* **WORK TO BE COMPLETED**
Copy the records verbatim, beginning at the line containing "Report one point per instance of the person wearing dark" and continuing through the line containing "[(221, 118), (48, 104)]", both included.

###

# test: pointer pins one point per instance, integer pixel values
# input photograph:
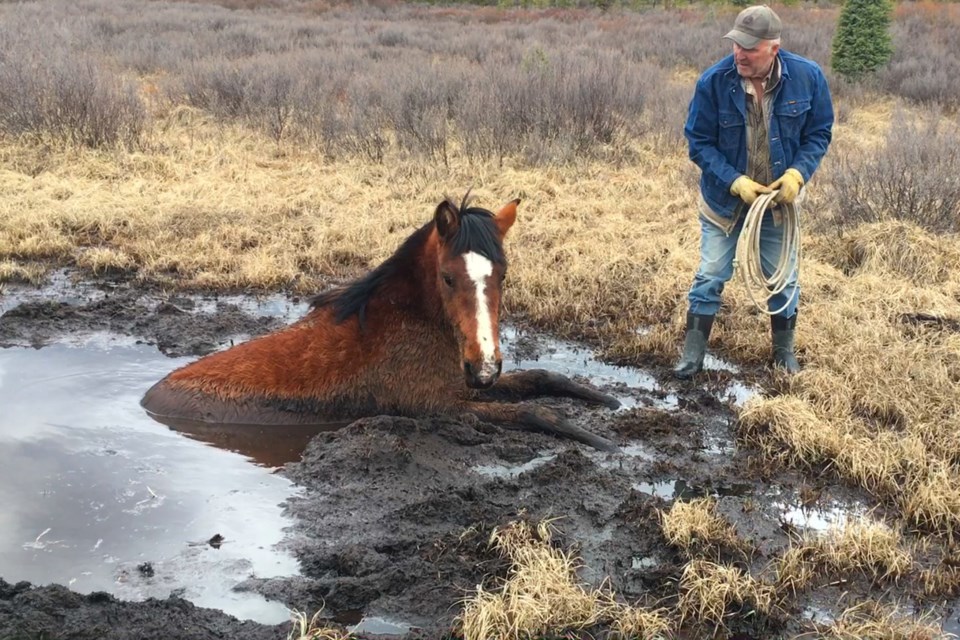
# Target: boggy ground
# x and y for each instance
(395, 518)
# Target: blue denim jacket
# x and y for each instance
(716, 130)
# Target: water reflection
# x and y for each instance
(271, 446)
(92, 488)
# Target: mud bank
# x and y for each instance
(391, 527)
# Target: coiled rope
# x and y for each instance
(747, 260)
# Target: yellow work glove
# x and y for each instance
(747, 189)
(789, 185)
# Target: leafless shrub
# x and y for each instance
(48, 91)
(915, 179)
(922, 68)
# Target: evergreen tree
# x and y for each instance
(862, 42)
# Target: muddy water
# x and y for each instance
(97, 496)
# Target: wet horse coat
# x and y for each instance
(417, 335)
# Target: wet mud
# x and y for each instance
(392, 519)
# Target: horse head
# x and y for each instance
(471, 267)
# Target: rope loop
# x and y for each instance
(759, 287)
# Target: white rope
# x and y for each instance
(747, 261)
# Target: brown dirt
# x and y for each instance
(395, 514)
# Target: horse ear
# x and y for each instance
(506, 216)
(447, 219)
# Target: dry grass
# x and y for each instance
(696, 528)
(541, 594)
(860, 546)
(710, 593)
(313, 628)
(600, 249)
(870, 620)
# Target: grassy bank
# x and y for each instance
(287, 193)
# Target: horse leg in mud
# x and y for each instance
(535, 418)
(519, 385)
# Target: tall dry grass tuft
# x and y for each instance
(859, 547)
(873, 620)
(304, 628)
(710, 594)
(696, 528)
(541, 595)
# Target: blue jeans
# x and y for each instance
(717, 251)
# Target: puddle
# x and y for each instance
(818, 519)
(373, 626)
(646, 563)
(98, 496)
(571, 360)
(59, 286)
(507, 471)
(679, 489)
(272, 306)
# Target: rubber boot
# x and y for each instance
(694, 346)
(782, 333)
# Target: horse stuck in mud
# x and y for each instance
(417, 335)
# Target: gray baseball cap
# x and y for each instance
(753, 25)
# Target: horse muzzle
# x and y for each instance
(484, 376)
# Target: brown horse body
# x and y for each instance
(418, 335)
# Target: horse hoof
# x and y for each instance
(611, 403)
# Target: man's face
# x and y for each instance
(755, 63)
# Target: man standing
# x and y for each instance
(760, 120)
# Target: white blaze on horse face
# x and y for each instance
(479, 269)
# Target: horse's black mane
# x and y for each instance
(477, 232)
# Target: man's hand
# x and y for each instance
(747, 189)
(789, 185)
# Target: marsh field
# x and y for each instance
(176, 176)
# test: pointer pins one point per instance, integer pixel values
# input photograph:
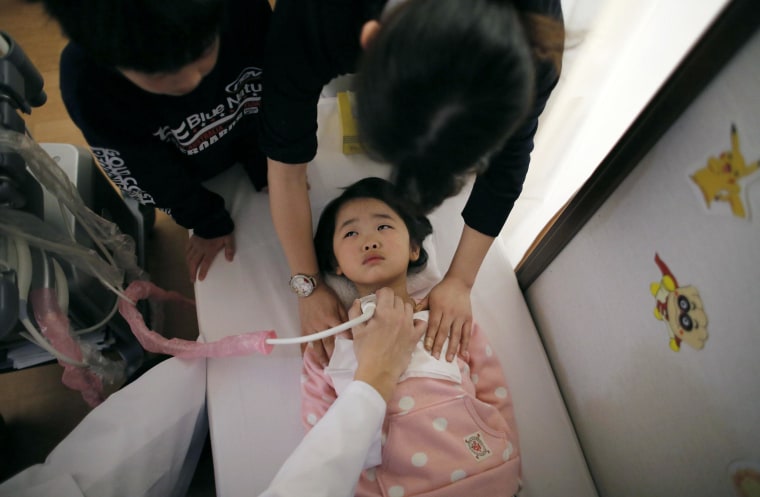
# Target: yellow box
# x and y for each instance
(349, 132)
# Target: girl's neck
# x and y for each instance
(399, 289)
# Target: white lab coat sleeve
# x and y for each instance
(330, 458)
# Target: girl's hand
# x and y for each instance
(320, 311)
(201, 252)
(450, 317)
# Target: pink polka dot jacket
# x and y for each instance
(441, 437)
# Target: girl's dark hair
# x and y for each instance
(149, 36)
(417, 224)
(442, 86)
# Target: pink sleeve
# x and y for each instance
(488, 376)
(317, 393)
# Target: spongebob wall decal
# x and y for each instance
(681, 308)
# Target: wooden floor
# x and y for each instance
(37, 409)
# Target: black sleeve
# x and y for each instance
(152, 174)
(496, 190)
(309, 43)
(115, 127)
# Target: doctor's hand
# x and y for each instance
(319, 311)
(384, 344)
(201, 252)
(450, 317)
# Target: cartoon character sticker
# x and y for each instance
(745, 477)
(681, 308)
(719, 180)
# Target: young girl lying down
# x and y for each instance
(450, 428)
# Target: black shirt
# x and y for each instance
(158, 149)
(312, 41)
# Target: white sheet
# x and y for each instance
(254, 402)
(143, 441)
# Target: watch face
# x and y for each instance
(302, 285)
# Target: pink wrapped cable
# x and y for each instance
(235, 345)
(55, 326)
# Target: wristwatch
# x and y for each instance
(303, 284)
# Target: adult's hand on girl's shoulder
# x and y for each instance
(450, 317)
(201, 252)
(320, 311)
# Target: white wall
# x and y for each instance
(625, 51)
(653, 422)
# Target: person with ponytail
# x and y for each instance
(445, 89)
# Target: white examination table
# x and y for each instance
(145, 440)
(254, 402)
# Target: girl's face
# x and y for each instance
(371, 244)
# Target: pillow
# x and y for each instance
(419, 284)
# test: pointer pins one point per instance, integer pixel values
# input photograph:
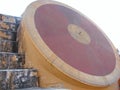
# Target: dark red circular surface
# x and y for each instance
(96, 58)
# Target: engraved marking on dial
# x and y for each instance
(79, 34)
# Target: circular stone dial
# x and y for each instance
(75, 39)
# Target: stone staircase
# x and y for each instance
(13, 74)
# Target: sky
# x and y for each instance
(104, 13)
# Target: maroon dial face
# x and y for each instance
(75, 39)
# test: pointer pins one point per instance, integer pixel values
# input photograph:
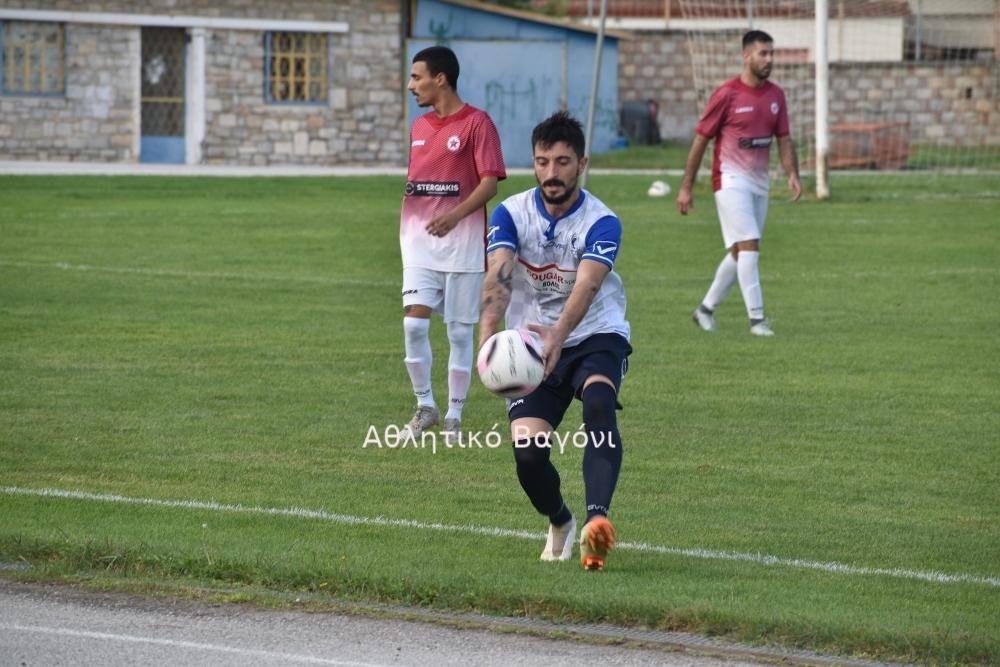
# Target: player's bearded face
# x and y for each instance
(761, 59)
(557, 171)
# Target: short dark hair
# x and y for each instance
(560, 126)
(440, 59)
(755, 36)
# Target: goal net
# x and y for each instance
(912, 83)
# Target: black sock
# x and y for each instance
(539, 478)
(602, 459)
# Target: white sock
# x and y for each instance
(418, 358)
(750, 283)
(725, 278)
(459, 367)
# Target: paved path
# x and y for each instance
(49, 625)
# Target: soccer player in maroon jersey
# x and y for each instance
(455, 163)
(742, 116)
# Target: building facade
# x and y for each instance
(303, 82)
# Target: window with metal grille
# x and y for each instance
(33, 58)
(295, 67)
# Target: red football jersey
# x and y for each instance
(743, 121)
(448, 158)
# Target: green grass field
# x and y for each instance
(233, 341)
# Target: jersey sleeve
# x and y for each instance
(781, 123)
(501, 233)
(489, 154)
(602, 241)
(715, 112)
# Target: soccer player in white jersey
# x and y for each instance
(742, 116)
(455, 163)
(550, 259)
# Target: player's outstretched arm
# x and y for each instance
(589, 277)
(790, 163)
(685, 200)
(495, 295)
(477, 199)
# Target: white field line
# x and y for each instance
(174, 643)
(209, 275)
(707, 554)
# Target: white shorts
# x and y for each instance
(741, 214)
(453, 295)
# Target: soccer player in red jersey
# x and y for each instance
(455, 163)
(742, 116)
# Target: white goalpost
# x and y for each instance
(888, 87)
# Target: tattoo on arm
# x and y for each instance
(505, 275)
(496, 291)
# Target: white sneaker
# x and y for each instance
(452, 431)
(559, 544)
(705, 321)
(422, 419)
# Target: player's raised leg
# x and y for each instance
(541, 483)
(601, 465)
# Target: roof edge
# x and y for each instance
(567, 23)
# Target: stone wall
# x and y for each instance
(947, 103)
(361, 123)
(96, 119)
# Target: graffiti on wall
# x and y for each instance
(520, 99)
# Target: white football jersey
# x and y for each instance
(547, 255)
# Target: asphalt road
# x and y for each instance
(53, 625)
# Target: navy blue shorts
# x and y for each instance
(601, 354)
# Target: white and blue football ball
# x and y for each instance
(510, 363)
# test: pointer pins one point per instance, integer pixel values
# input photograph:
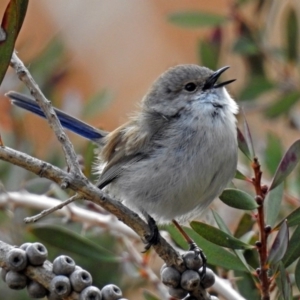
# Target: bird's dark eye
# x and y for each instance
(190, 87)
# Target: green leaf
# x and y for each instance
(245, 225)
(283, 282)
(280, 245)
(149, 296)
(217, 236)
(97, 103)
(216, 255)
(225, 229)
(282, 105)
(208, 54)
(273, 152)
(65, 239)
(248, 138)
(240, 175)
(242, 144)
(195, 19)
(10, 27)
(238, 199)
(293, 250)
(272, 205)
(255, 87)
(246, 285)
(292, 36)
(287, 164)
(297, 274)
(220, 222)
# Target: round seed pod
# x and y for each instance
(60, 286)
(80, 279)
(3, 274)
(209, 279)
(24, 246)
(53, 296)
(170, 277)
(162, 268)
(192, 260)
(36, 290)
(190, 280)
(178, 293)
(16, 259)
(15, 280)
(63, 265)
(90, 293)
(36, 254)
(111, 292)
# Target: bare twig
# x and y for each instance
(25, 76)
(262, 272)
(48, 211)
(73, 212)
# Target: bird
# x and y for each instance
(175, 155)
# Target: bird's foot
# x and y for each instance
(153, 237)
(198, 251)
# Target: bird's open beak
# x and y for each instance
(210, 82)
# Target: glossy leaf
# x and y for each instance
(255, 87)
(238, 199)
(245, 225)
(10, 27)
(67, 240)
(216, 255)
(246, 285)
(273, 152)
(225, 229)
(293, 250)
(283, 282)
(195, 19)
(279, 245)
(242, 144)
(217, 236)
(149, 296)
(272, 205)
(220, 222)
(287, 164)
(282, 105)
(240, 175)
(292, 36)
(297, 274)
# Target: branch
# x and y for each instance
(45, 104)
(92, 193)
(72, 212)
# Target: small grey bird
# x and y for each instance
(175, 155)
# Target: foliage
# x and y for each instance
(252, 246)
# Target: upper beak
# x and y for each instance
(210, 82)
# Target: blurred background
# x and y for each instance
(96, 60)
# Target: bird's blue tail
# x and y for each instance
(67, 121)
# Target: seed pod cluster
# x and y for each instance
(181, 284)
(68, 276)
(17, 259)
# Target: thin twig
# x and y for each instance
(264, 233)
(48, 211)
(74, 213)
(69, 152)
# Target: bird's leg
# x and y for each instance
(153, 237)
(192, 247)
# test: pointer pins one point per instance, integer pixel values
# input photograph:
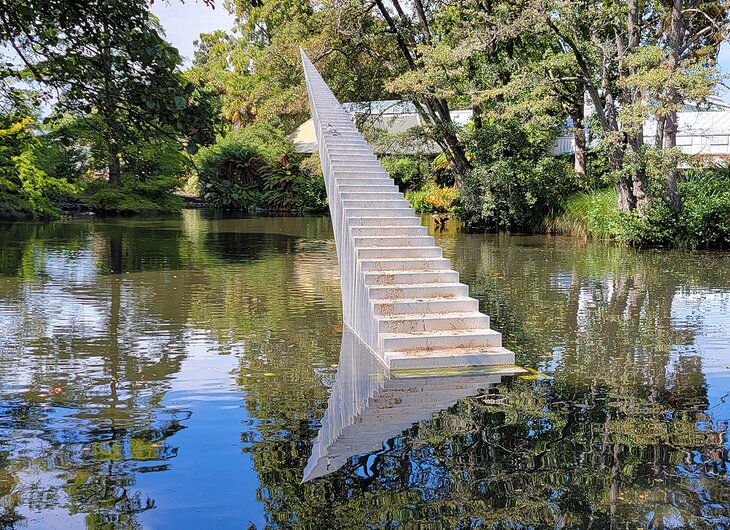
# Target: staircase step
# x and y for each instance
(410, 277)
(409, 360)
(392, 241)
(383, 180)
(399, 264)
(386, 230)
(404, 306)
(380, 212)
(370, 195)
(432, 322)
(441, 340)
(399, 252)
(361, 172)
(366, 188)
(424, 290)
(384, 221)
(374, 203)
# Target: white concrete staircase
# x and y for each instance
(399, 295)
(368, 404)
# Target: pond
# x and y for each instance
(175, 373)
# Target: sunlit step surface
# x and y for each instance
(400, 294)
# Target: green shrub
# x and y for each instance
(310, 189)
(705, 214)
(152, 194)
(514, 184)
(433, 198)
(407, 172)
(516, 195)
(591, 214)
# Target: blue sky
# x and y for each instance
(184, 22)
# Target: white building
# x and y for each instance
(703, 130)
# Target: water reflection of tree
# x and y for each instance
(618, 438)
(261, 295)
(92, 402)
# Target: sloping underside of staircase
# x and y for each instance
(399, 294)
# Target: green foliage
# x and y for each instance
(407, 172)
(256, 168)
(25, 188)
(433, 198)
(115, 73)
(705, 215)
(590, 214)
(514, 185)
(152, 194)
(310, 189)
(702, 222)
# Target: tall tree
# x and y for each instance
(106, 61)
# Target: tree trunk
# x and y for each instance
(623, 185)
(577, 114)
(671, 125)
(115, 168)
(436, 109)
(639, 183)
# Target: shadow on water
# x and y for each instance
(176, 373)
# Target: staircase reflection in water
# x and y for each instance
(370, 404)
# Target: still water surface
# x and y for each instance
(176, 374)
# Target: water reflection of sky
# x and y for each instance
(186, 391)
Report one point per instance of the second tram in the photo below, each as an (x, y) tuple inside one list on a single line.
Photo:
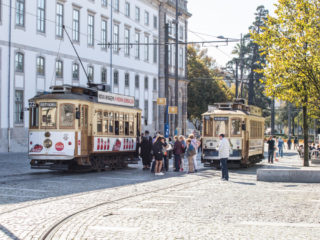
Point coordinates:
[(243, 126)]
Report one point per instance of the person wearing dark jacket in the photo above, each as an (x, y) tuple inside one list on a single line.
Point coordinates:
[(177, 151), (146, 147), (271, 148), (158, 148)]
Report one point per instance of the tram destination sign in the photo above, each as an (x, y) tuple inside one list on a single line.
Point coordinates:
[(221, 118), (117, 99)]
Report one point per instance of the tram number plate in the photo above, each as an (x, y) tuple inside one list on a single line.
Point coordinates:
[(221, 118), (48, 104)]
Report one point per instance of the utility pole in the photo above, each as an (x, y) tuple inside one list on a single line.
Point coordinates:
[(272, 115), (237, 78), (176, 83), (166, 77), (289, 120), (9, 77)]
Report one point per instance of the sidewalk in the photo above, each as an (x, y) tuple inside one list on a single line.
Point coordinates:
[(289, 169)]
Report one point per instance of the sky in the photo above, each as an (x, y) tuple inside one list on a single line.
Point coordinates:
[(228, 18)]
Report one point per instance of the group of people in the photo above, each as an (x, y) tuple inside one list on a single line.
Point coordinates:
[(157, 151), (276, 145)]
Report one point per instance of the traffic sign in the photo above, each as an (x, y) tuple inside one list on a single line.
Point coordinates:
[(162, 101), (173, 110)]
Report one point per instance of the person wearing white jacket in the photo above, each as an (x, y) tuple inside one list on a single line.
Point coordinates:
[(224, 154)]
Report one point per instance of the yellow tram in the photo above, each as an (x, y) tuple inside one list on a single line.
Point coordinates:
[(82, 128), (243, 126)]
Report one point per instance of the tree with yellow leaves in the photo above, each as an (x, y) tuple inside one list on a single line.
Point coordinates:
[(291, 43)]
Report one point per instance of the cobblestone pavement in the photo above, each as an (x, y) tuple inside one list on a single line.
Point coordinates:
[(176, 206)]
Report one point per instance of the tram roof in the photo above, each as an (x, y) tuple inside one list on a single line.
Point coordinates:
[(74, 96)]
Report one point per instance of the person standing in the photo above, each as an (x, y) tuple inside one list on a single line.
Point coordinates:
[(271, 146), (146, 147), (195, 145), (289, 143), (184, 147), (158, 155), (177, 151), (224, 154), (190, 152), (280, 147), (296, 143)]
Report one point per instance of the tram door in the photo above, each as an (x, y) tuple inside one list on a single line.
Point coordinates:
[(84, 130), (245, 158)]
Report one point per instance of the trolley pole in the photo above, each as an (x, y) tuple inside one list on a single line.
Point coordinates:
[(166, 78), (176, 85)]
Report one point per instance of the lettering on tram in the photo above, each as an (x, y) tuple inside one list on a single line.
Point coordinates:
[(82, 128), (243, 126)]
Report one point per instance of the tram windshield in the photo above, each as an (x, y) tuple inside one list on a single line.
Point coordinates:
[(48, 115), (221, 126)]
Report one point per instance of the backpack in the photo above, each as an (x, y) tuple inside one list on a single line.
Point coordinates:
[(191, 151)]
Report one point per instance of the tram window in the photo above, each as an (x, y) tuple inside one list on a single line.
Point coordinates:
[(126, 124), (67, 115), (116, 127), (235, 127), (48, 115), (99, 122), (34, 117), (111, 121), (221, 127), (208, 127), (106, 122)]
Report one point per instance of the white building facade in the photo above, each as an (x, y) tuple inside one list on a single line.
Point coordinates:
[(41, 54)]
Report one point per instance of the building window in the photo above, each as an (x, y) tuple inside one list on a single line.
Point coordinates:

###

* **WRITTEN RESPONSE**
Report one point per instance of the person wearing dark jacket in the photo above, each as an (x, y) tuple inside one list on a single line.
Point coordinates:
[(177, 151), (146, 147), (271, 148), (158, 148)]
Report one point per instance of the tram destination sign in the photo above, each as an (x, y) tuple inside one list on a single line.
Point coordinates:
[(221, 118), (117, 99)]
Report one point per instance of the tram number plate in the photo above, each as an (x, y) tuple inside one list on a single line.
Point coordinates:
[(221, 118), (48, 104)]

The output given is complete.